— Record set —
..............................
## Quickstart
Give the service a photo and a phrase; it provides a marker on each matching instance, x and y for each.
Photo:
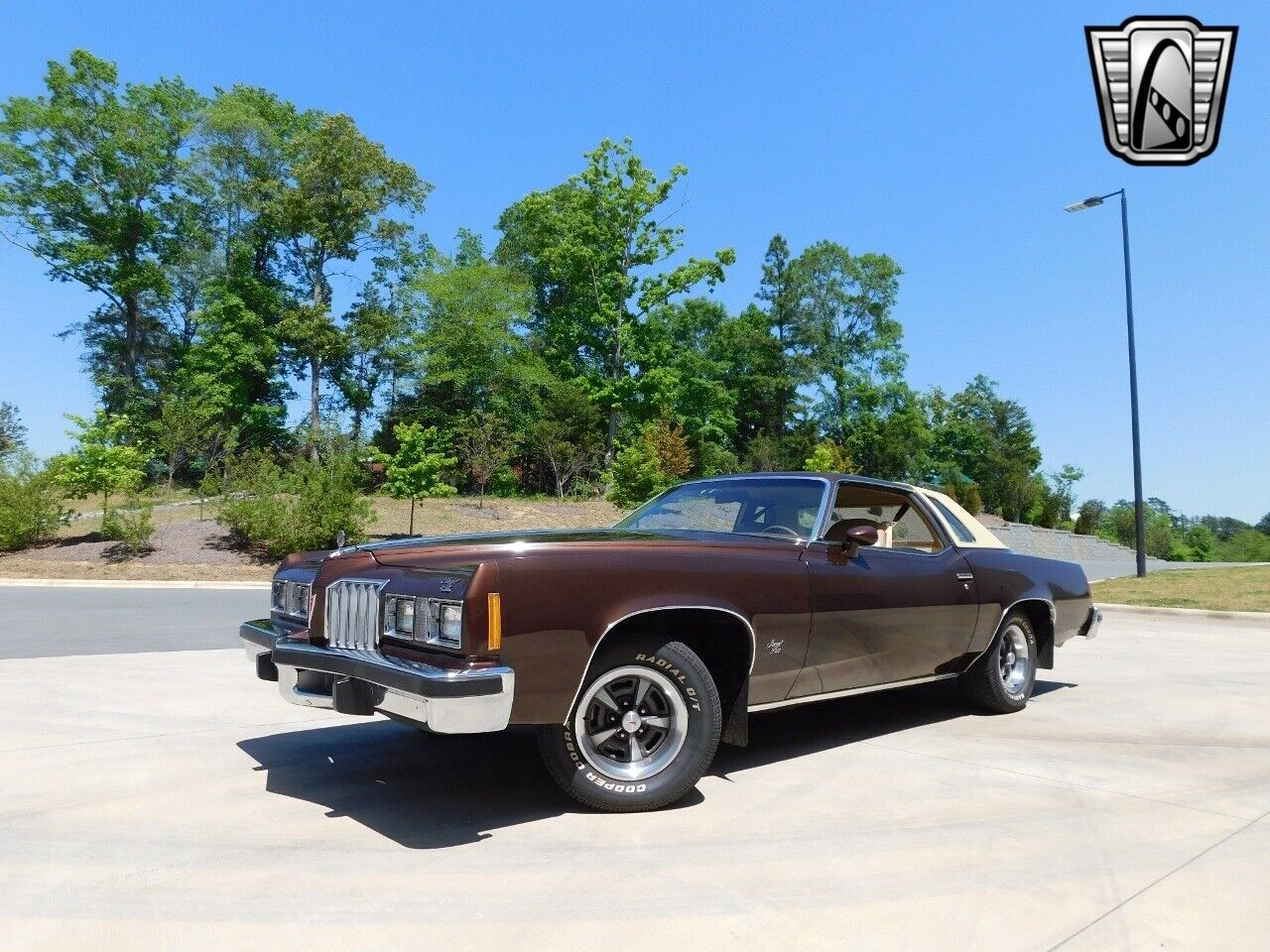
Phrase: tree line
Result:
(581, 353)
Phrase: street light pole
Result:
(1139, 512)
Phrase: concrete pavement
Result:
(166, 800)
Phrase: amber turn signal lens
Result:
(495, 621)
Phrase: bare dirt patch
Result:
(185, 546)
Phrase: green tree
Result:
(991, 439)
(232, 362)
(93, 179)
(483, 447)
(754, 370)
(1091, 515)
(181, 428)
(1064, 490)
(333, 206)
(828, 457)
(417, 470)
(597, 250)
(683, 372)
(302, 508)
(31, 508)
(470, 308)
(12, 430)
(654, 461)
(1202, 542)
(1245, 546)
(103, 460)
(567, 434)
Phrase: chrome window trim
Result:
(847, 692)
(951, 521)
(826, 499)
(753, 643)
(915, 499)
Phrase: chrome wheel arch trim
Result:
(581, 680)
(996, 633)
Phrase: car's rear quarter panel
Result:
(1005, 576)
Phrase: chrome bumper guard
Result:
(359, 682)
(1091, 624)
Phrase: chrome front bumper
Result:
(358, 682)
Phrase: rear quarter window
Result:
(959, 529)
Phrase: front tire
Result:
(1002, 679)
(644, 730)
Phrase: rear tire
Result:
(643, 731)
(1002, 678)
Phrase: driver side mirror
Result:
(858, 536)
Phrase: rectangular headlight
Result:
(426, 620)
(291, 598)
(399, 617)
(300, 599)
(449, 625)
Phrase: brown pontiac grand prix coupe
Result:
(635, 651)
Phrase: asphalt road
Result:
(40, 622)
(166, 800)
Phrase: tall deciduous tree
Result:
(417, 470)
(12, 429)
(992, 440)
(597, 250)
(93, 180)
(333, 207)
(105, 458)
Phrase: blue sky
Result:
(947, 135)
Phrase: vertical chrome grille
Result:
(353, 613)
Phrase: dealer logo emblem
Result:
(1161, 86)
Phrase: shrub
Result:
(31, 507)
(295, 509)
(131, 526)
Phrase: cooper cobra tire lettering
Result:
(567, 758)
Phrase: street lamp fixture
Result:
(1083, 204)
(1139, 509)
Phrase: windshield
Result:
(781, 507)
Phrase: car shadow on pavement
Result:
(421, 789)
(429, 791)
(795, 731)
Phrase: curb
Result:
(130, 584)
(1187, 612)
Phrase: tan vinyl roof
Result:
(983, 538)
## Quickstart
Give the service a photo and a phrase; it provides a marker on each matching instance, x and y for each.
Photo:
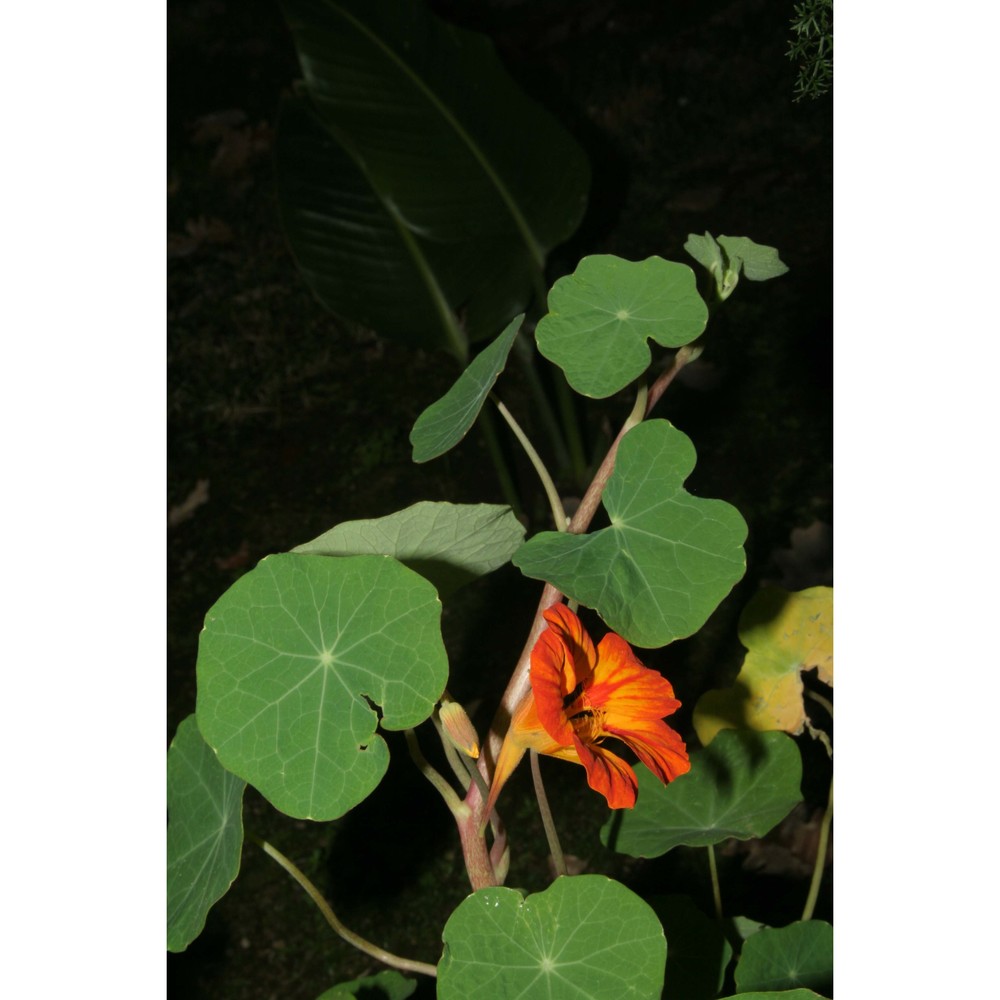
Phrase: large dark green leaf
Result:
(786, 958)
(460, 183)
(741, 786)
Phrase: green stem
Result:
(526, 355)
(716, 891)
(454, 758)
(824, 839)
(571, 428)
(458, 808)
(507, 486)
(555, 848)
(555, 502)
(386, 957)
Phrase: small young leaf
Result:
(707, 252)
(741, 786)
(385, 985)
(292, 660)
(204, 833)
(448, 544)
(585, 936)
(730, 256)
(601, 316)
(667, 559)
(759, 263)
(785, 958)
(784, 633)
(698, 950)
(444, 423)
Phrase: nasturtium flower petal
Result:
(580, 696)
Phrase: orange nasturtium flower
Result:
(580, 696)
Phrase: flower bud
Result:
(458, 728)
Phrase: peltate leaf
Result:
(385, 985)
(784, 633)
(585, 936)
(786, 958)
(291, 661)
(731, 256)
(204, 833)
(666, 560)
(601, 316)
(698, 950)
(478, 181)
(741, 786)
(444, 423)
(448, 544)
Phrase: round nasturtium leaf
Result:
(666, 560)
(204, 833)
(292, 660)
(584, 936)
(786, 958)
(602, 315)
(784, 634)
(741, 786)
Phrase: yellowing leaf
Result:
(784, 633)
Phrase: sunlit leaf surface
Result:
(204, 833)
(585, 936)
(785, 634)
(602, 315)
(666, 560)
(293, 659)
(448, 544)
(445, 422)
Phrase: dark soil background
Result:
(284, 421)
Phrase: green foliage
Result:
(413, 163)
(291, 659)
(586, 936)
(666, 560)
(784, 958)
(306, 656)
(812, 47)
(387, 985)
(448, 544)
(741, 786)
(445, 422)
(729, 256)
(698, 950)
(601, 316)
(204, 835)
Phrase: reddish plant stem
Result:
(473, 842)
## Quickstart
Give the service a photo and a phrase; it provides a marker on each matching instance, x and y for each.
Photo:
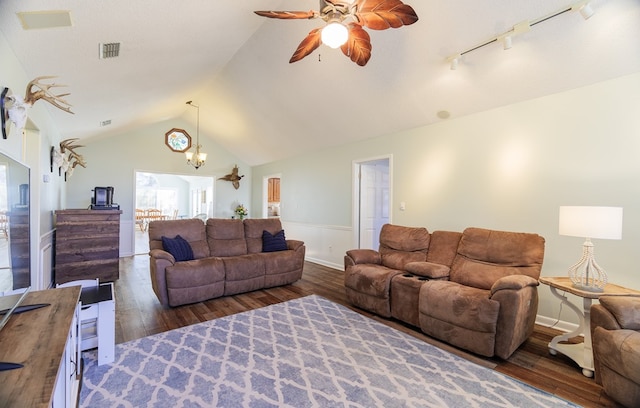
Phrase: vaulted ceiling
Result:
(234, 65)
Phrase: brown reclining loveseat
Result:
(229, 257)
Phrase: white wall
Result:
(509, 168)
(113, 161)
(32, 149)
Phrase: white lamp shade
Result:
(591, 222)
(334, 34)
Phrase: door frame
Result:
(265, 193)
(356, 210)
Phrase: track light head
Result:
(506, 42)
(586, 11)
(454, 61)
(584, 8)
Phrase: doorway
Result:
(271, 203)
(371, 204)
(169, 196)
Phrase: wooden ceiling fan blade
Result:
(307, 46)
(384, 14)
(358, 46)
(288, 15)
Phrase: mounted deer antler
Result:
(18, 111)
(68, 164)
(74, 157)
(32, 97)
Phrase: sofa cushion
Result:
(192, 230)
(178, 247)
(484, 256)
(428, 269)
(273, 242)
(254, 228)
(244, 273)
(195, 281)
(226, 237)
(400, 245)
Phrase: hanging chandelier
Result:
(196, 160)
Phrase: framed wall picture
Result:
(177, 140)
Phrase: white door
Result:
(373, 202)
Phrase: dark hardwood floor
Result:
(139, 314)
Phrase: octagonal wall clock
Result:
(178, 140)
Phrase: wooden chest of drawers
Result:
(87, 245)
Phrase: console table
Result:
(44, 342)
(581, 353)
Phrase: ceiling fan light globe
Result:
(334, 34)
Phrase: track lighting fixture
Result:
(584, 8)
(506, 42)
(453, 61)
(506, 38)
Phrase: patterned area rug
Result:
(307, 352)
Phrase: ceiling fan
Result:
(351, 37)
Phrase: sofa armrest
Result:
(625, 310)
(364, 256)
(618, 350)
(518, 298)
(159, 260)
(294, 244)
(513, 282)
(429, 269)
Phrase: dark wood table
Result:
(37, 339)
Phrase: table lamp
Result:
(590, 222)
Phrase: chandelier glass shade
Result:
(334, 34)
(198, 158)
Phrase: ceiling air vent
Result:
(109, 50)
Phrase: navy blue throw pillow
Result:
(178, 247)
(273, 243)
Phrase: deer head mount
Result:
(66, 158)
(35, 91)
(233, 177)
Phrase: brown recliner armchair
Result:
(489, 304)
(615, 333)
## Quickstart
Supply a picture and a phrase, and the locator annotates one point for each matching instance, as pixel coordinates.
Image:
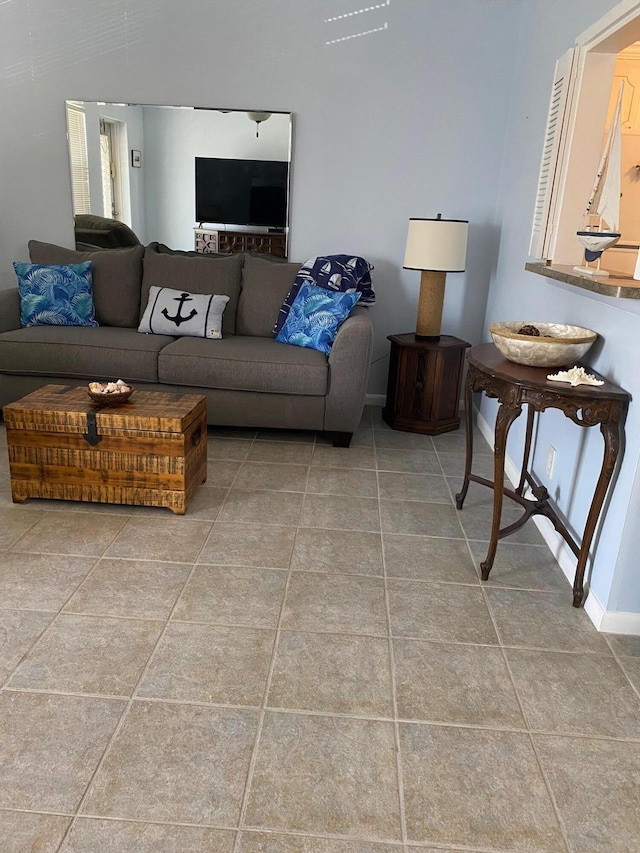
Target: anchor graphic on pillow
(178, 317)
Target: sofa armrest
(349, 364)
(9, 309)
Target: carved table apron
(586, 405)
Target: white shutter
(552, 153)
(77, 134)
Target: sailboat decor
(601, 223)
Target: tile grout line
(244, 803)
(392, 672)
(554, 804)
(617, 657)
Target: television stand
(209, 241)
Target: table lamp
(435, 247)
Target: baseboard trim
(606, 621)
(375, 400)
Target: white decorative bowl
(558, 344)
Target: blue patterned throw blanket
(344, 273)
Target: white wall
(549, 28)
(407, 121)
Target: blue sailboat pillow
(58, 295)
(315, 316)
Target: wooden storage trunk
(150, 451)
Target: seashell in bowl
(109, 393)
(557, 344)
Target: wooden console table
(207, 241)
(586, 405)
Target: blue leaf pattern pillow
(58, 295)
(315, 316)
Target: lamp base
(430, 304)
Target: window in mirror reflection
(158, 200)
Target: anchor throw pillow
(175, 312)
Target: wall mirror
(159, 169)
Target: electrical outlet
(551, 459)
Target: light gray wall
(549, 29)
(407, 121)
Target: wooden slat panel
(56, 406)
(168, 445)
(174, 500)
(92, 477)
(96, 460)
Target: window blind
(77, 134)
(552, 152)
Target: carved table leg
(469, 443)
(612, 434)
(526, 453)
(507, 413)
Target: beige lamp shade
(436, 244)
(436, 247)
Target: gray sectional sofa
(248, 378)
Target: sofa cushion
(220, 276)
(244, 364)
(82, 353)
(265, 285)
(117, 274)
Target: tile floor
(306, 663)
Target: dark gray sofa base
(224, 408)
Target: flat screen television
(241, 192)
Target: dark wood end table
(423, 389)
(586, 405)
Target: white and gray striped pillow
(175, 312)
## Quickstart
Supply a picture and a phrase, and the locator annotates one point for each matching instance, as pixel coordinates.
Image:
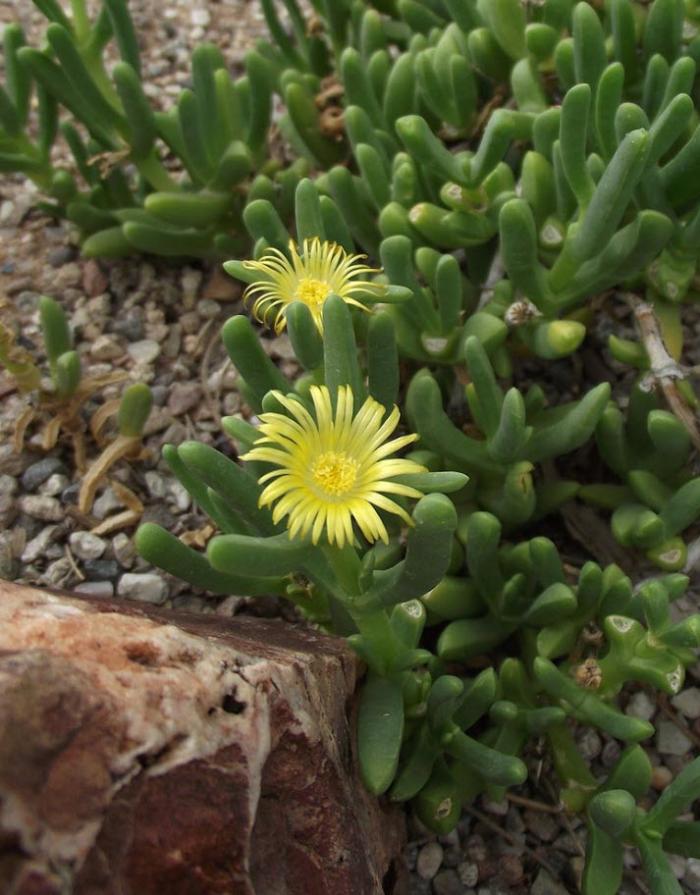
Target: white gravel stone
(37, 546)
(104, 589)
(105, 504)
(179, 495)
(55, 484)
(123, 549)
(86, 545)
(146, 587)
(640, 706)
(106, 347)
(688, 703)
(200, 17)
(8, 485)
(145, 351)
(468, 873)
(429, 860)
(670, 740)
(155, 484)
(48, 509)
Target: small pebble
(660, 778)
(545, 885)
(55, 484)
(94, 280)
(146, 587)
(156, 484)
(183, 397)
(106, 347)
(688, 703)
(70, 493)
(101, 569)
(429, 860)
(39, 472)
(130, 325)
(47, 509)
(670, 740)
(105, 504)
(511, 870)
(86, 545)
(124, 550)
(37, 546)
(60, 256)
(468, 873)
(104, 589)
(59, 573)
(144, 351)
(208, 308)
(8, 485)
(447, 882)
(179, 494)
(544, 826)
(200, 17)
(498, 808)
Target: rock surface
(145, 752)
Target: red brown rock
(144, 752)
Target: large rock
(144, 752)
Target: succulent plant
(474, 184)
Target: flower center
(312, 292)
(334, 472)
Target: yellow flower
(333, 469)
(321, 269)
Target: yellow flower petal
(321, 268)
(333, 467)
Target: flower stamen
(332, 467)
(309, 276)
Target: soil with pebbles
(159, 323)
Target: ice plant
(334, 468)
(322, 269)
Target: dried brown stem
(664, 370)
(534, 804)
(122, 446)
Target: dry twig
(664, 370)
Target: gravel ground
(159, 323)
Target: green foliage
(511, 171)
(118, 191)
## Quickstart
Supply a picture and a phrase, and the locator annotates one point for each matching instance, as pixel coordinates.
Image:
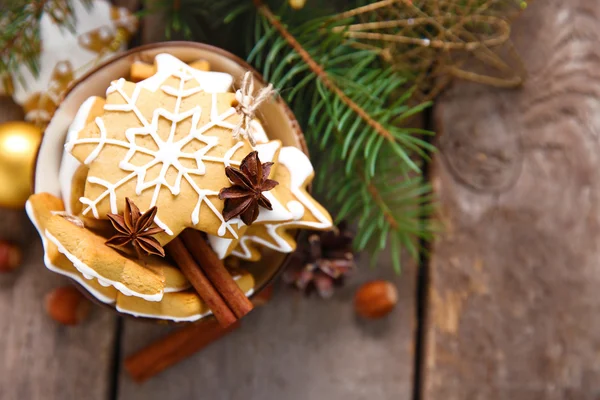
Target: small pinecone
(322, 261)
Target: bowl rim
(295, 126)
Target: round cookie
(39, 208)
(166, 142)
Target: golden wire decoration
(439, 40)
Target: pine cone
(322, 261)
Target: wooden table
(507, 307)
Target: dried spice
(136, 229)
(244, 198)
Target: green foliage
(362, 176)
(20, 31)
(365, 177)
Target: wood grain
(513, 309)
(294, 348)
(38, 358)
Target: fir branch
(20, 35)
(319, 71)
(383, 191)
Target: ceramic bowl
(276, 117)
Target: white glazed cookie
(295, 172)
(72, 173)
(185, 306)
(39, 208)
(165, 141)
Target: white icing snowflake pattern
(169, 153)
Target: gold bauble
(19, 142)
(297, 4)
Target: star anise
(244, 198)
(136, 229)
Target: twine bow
..............................
— Required action —
Leaving out the pictures, restate each line of the listing above verbatim, from the opening line to the line bearing "Phrase: street lamp fixture", inclusive, and no more.

— Result of this task —
## Quickstart
Give the service a photo and a phrase; it provides a marker on each matching instance, x and y for each.
Photo:
Phrase: tree line
Result:
(581, 353)
Phrase: street light pole
Result:
(1139, 512)
Phrase: concrete pavement
Result:
(166, 800)
Phrase: amber turn signal lens
Result:
(495, 621)
Phrase: bare dirt patch
Result:
(185, 546)
Phrase: green tree
Result:
(991, 439)
(232, 362)
(93, 179)
(483, 447)
(754, 370)
(1091, 515)
(181, 428)
(1064, 490)
(333, 206)
(828, 457)
(417, 470)
(597, 250)
(683, 372)
(302, 508)
(31, 508)
(470, 308)
(12, 430)
(654, 461)
(1202, 542)
(1245, 546)
(103, 460)
(567, 434)
Phrase: chrome window trim
Result:
(847, 692)
(951, 521)
(826, 499)
(753, 643)
(915, 499)
Phrase: chrome wheel arch trim
Result:
(581, 680)
(996, 633)
Phrase: car's rear quarter panel
Result:
(1005, 576)
Phrase: chrome bumper guard
Result:
(359, 682)
(1091, 624)
Phrase: chrome front bumper
Result:
(358, 682)
Phrase: rear quarter window
Result:
(959, 529)
Phrase: front tire
Result:
(1002, 679)
(644, 730)
Phrase: rear tire
Result:
(643, 731)
(1002, 678)
Phrase: driver side mirror
Result:
(858, 536)
Phrase: rectangular headlight
Result:
(426, 620)
(291, 598)
(399, 617)
(300, 599)
(449, 625)
Phrase: brown pontiac grand prix coupe
Result:
(635, 651)
Phrase: asphalt road
Result:
(40, 622)
(166, 800)
Phrase: tall deciduous tree
Result:
(417, 470)
(12, 429)
(992, 440)
(597, 250)
(93, 180)
(333, 207)
(105, 458)
Phrase: blue sky
Result:
(947, 135)
Phrase: vertical chrome grille
Result:
(353, 613)
Phrase: dealer logo emblem
Result:
(1161, 86)
Phrase: shrub
Result:
(31, 507)
(295, 509)
(131, 526)
Phrase: cooper cobra tire lettering
Result:
(567, 758)
Phrase: street lamp fixture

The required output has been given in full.